What you should do = Lay out every line of the records below as a numbered list, omitting any blank lines.

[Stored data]
^^^^^^^^^^^^^^^^

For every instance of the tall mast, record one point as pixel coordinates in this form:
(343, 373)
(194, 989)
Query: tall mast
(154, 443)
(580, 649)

^^^^^^^^^^^^^^^^

Task solution =
1. For every instance of the tall mast, record one point as pixel coordinates in this form:
2. (343, 373)
3. (194, 989)
4. Query: tall mast
5. (154, 443)
6. (580, 649)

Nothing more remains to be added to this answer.